▶ **Short task**
Transcribe each of the records below exactly, excluding all pictures.

## begin Dataset excerpts

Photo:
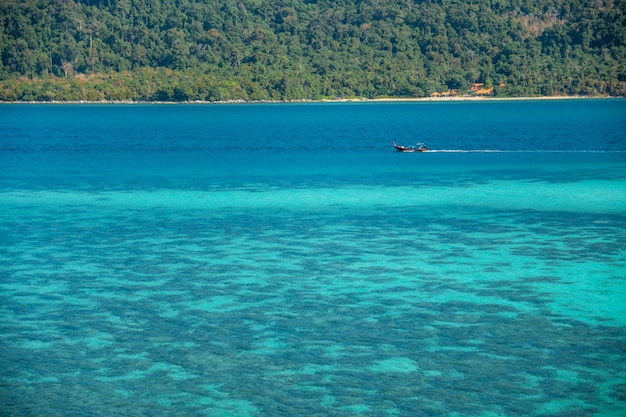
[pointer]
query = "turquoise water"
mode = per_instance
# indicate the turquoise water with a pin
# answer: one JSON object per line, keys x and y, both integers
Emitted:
{"x": 284, "y": 260}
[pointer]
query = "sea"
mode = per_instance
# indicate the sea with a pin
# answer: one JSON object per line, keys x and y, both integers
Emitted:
{"x": 282, "y": 259}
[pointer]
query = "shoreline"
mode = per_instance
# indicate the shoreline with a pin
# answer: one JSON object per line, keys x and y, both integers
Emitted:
{"x": 342, "y": 100}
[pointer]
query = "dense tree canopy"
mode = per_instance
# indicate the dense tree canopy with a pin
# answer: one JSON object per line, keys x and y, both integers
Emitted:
{"x": 180, "y": 50}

## end Dataset excerpts

▶ **Answer**
Photo:
[pointer]
query = "turquoise water"
mode = per_instance
# indicate the turquoise water with a pin
# answer: one JSON object per line, keys x and y, both integers
Emitted:
{"x": 284, "y": 260}
[pointer]
query = "sea"
mode = per_instance
# indicate the sea with a pin
# answer: one JSON object per line, keys x and y, both integers
Emitted:
{"x": 282, "y": 259}
[pointer]
query = "shoreline"
mode = per_instance
# indicate the shoreline with a pin
# answer: one JSON object per line, keys x and y, both integers
Emitted:
{"x": 342, "y": 100}
[pointer]
query = "dense tree canopy"
mode = per_instance
# indicate the dense tree canopy with a pin
# answer: one JSON object per line, keys x and y, both integers
Emitted:
{"x": 180, "y": 50}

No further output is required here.